Feature pics such as David Fincher’s “The Curious Case of Benjamin Button” and Tony Kaye’s “Black Water Transit,” in addition to other projects for TV are contributing to the city’s production rebound.
“Currently, the City of New Orleans is lending support to several infrastructure projects and surplus warehouse space is increasingly being converted to studio space,” Day said. “I am finding that as word of our success continues to spread, skilled crews from Los Angeles and around the country are flocking to New Orleans for work and to enjoy a quality of life that only New Orleans can offer.”
Local nonprofits, such as the New Orleans Video Access Center, are also engaged in hosting training programs to supply the growing industry.
Shreveport’s Glover agrees with the importance of developing an infrastructure to retain film production. The city’s 2007 slate includes “The Great Debaters,” “Last Lullaby,” “Harold and Kumar II” and “Cleaner.”
“It’s what’s behind the scenes that is the real value. We have a dynamic economic mix that includes the automotive, oil and healthcare industries as well,” added Glover. “Celebrities can relax without being annoyed. It’s a place to call home.”
Kevin Costner echoed the mayor’s sentiments: “The biggest compliment you can give to a location is that you would like to return there to shoot another film.”

Dataset content:
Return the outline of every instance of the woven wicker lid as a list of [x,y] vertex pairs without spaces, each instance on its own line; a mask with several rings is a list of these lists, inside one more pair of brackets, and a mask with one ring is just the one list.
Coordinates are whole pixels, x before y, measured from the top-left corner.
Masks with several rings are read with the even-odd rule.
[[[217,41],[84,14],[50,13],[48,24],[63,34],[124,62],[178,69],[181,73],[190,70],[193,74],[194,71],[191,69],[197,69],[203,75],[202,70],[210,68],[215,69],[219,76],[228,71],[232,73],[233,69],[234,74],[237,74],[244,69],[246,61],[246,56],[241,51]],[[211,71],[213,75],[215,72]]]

Problem statement: Write out, word for word, the part of the passage on Louisiana film production that opens with the words containing "Feature pics such" and closes with "city’s production rebound.".

Task output:
Feature pics such as David Fincher’s “The Curious Case of Benjamin Button” and Tony Kaye’s “Black Water Transit,” in addition to other projects for TV are contributing to the city’s production rebound.